Saved data entries:
Content starts
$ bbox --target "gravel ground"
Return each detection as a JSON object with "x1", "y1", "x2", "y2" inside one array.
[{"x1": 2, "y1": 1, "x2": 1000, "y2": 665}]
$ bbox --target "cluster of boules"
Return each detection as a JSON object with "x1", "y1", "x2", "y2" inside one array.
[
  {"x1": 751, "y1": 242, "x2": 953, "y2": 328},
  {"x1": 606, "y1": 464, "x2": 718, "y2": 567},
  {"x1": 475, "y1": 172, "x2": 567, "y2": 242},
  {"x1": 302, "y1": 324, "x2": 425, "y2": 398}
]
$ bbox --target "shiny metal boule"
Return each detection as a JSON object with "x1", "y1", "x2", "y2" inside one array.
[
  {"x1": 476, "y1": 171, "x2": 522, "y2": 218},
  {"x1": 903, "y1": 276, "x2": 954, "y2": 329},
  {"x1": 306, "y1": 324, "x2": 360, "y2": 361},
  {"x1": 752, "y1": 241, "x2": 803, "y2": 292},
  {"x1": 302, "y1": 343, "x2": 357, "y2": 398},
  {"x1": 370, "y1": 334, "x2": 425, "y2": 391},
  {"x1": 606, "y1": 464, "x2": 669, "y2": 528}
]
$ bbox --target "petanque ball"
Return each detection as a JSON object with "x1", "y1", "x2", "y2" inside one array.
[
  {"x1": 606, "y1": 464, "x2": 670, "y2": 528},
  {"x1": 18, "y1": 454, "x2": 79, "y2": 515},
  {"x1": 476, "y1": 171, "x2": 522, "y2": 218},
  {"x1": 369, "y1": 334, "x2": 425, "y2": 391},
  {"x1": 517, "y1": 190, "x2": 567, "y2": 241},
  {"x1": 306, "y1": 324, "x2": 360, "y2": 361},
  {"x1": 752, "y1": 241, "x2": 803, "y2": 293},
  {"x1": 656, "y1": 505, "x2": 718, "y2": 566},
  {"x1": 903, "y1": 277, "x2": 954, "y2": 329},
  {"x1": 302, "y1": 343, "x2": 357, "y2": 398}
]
Content ends
### AIM OF THE EXERCISE
Each line of the entries above that includes "target" counts once; state how many such lines there are, with the number as the only answer.

### ANSWER SPACE
4